# Task to carry out
As an exercise in exact copying, transcribe the lines below from the one holding "Would you kindly point to the soft" through the last, with both ends included and pictures left out.

##########

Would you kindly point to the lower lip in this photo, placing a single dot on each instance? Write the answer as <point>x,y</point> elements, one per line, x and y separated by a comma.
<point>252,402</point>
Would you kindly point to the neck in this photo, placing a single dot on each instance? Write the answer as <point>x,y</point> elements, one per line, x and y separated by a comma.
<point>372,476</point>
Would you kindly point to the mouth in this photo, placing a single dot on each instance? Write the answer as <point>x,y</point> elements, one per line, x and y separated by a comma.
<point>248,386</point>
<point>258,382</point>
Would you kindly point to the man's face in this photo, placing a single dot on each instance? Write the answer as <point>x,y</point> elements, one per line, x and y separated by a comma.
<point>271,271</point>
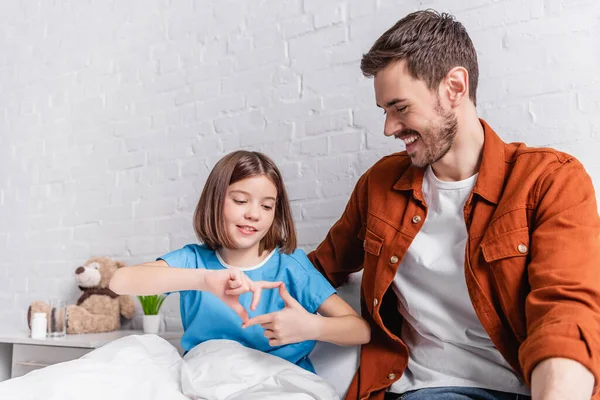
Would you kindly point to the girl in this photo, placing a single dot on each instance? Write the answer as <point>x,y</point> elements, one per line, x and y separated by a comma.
<point>245,223</point>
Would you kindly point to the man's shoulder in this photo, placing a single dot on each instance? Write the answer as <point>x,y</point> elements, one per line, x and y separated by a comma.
<point>537,160</point>
<point>522,153</point>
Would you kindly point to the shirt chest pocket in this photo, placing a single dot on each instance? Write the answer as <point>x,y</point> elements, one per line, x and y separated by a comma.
<point>372,246</point>
<point>508,256</point>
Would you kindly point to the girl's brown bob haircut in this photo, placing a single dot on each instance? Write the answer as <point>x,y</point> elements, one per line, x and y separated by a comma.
<point>208,217</point>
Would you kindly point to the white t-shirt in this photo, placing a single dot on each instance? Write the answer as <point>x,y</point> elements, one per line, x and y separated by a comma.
<point>447,344</point>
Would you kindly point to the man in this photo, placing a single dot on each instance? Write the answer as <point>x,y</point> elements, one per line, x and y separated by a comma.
<point>481,259</point>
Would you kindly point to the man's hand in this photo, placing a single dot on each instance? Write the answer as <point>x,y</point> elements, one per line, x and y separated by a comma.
<point>293,324</point>
<point>230,283</point>
<point>561,378</point>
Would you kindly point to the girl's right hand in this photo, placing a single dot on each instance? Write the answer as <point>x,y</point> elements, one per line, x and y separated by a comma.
<point>230,283</point>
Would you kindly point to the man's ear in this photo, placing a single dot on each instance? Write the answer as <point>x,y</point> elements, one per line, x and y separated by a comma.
<point>456,85</point>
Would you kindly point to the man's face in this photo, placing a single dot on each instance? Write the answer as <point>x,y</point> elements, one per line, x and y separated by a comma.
<point>414,114</point>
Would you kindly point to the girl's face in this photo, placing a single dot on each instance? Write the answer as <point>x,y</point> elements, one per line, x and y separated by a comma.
<point>249,211</point>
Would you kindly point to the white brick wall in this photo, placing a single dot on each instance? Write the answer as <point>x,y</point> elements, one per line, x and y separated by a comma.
<point>112,113</point>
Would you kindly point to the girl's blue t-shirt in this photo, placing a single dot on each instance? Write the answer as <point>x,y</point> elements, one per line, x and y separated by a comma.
<point>205,317</point>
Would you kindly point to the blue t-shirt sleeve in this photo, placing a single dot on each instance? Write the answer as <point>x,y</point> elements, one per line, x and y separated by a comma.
<point>309,287</point>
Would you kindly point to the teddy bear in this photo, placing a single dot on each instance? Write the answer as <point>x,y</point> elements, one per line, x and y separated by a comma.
<point>98,309</point>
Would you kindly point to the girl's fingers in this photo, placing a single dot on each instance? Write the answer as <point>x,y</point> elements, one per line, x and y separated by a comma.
<point>234,292</point>
<point>269,285</point>
<point>255,298</point>
<point>269,334</point>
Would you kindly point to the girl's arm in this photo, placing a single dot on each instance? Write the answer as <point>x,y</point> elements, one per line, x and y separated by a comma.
<point>157,277</point>
<point>338,323</point>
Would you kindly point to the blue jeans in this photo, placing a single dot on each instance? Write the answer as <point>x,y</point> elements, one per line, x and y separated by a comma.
<point>455,393</point>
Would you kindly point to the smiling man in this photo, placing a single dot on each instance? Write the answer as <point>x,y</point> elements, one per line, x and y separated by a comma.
<point>481,259</point>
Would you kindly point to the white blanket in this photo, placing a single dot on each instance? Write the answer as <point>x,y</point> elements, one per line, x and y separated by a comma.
<point>148,367</point>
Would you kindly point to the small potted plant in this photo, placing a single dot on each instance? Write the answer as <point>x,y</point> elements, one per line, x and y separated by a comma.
<point>151,306</point>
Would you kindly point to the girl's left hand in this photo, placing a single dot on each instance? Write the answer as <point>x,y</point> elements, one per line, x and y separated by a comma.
<point>293,324</point>
<point>240,283</point>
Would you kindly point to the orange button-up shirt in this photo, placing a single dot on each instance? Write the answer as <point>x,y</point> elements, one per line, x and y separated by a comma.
<point>532,258</point>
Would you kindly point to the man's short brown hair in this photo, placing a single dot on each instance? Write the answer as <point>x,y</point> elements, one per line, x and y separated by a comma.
<point>431,44</point>
<point>208,217</point>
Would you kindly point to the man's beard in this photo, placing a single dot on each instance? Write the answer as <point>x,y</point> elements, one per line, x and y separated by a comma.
<point>437,141</point>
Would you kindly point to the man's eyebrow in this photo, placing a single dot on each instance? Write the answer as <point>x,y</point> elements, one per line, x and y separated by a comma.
<point>248,194</point>
<point>392,102</point>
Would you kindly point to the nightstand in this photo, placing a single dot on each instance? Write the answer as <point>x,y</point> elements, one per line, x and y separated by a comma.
<point>20,354</point>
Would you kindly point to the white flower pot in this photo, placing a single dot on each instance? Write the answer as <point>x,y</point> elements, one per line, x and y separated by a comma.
<point>151,323</point>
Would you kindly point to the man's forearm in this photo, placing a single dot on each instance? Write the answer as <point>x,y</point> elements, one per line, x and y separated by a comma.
<point>561,378</point>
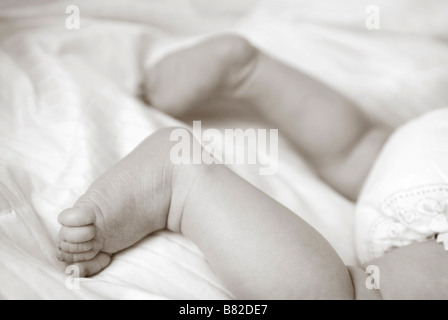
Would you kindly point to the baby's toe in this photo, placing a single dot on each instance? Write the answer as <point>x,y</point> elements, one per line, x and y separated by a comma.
<point>77,235</point>
<point>76,217</point>
<point>75,257</point>
<point>69,247</point>
<point>94,266</point>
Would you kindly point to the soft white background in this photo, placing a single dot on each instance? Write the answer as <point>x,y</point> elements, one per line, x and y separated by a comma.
<point>70,107</point>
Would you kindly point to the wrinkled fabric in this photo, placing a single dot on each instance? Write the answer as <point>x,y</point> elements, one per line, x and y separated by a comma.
<point>71,106</point>
<point>405,200</point>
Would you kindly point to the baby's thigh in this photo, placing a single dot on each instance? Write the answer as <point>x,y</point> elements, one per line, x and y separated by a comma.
<point>405,199</point>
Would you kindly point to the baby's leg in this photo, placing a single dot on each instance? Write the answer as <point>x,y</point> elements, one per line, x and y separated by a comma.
<point>256,246</point>
<point>327,128</point>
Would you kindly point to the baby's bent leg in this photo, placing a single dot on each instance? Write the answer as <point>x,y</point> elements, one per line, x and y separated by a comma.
<point>260,249</point>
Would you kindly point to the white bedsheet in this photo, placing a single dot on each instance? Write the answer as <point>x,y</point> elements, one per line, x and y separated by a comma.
<point>70,109</point>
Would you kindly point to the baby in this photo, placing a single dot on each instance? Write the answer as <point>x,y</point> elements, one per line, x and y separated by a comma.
<point>256,246</point>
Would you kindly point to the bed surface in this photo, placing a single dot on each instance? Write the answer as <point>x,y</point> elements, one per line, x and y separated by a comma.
<point>71,107</point>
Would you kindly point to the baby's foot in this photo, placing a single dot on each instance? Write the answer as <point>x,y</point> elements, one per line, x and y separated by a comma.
<point>216,68</point>
<point>131,201</point>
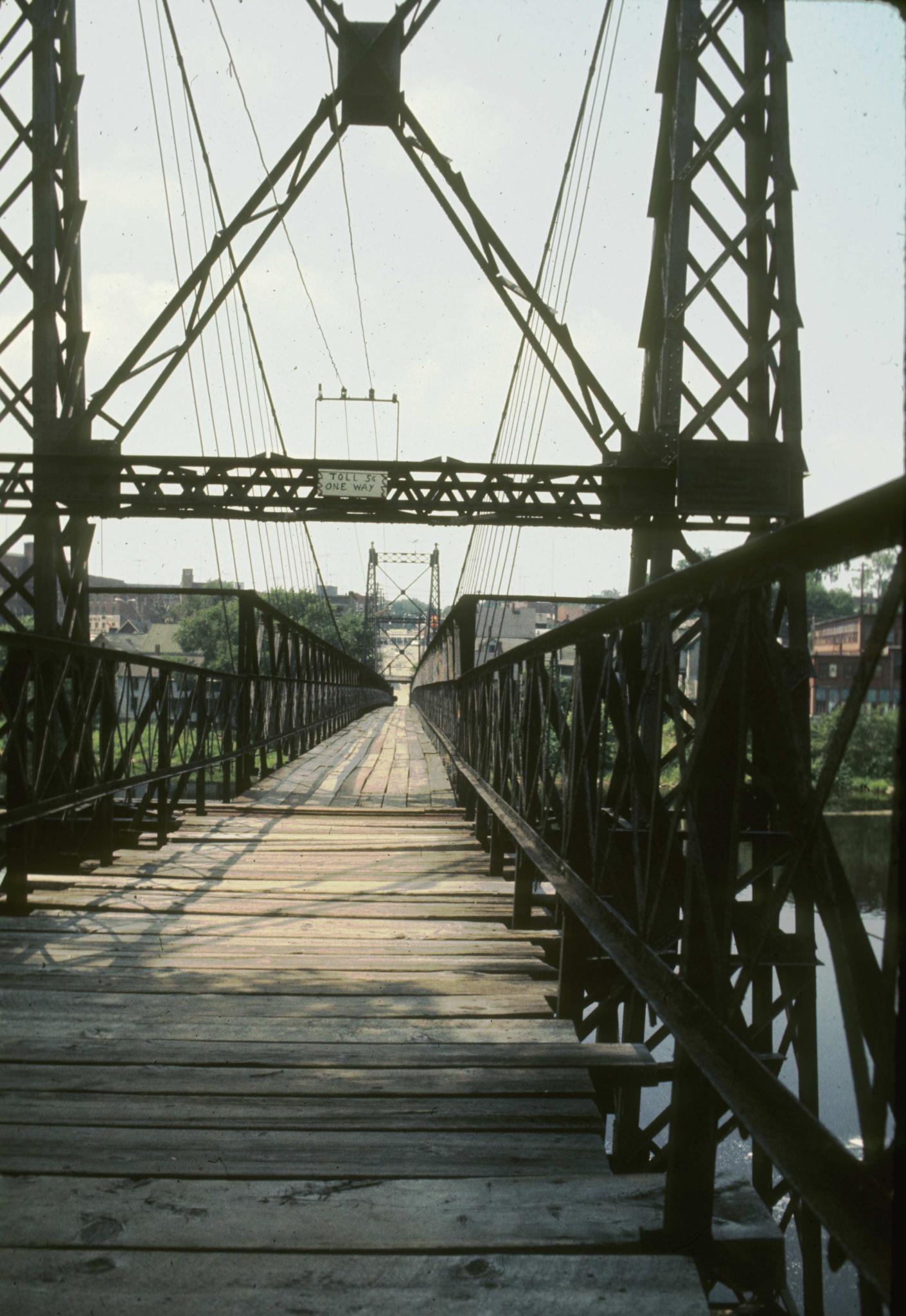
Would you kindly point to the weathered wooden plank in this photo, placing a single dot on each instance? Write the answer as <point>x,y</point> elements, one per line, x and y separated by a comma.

##########

# Answer to the task
Would you kindly point to the soft white background in this photo, placing a single dot on each instance? Write the answer as <point>x,y</point> elements, one per line, x and y separated by a comma.
<point>70,107</point>
Would you kindly point to the wrinkled fabric in this photo, placing a single dot on each instance? Write the answer as <point>x,y</point> elements, one per line, x and y separated by a comma.
<point>71,106</point>
<point>405,200</point>
Would you kindly point to the baby's thigh in this photo, placing a single dot on each instance? Write the answer as <point>x,y</point> elements, one per line, x and y separated by a comma.
<point>405,199</point>
Would you kindly point to the baby's leg in this photo, placing a single dot on each instance? Write the answer as <point>x,y</point> elements, one per line, x and y separated by a comma.
<point>256,246</point>
<point>327,128</point>
Would you kindly point to the baby's bent leg in this photo, placing a single dot on each instance? Write the answer as <point>x,y</point> elements, one per line, x and y separated by a comma.
<point>260,249</point>
Would you kindly point to the white bedsheet in this photo, placing a single dot on each instance? Write the answer as <point>x,y</point> elements, one per line, x and y separated by a comma.
<point>70,109</point>
Would you kindly point to the baby in this photo, placing a single dot on each instance? Write the answer as <point>x,y</point> elements, one per line, x and y separated by a comma.
<point>256,246</point>
Would you kindly point to the bed surface in this photo, placing a single dot on each instance? Write the answer as <point>x,y</point> elements, one per line, x and y separated by a comma.
<point>71,107</point>
Would you kindly point to the baby's foot in this photo, placing a single dot on each instance? Write the answer as <point>x,y</point> elements, one per line, x and y separated by a comma.
<point>216,68</point>
<point>131,201</point>
Would you kindly point to the weathered wooden plank in this photo, placing a single dot on each instance? Write the answer as <point>x,y</point> elements, one per line, x and y separated by a comma.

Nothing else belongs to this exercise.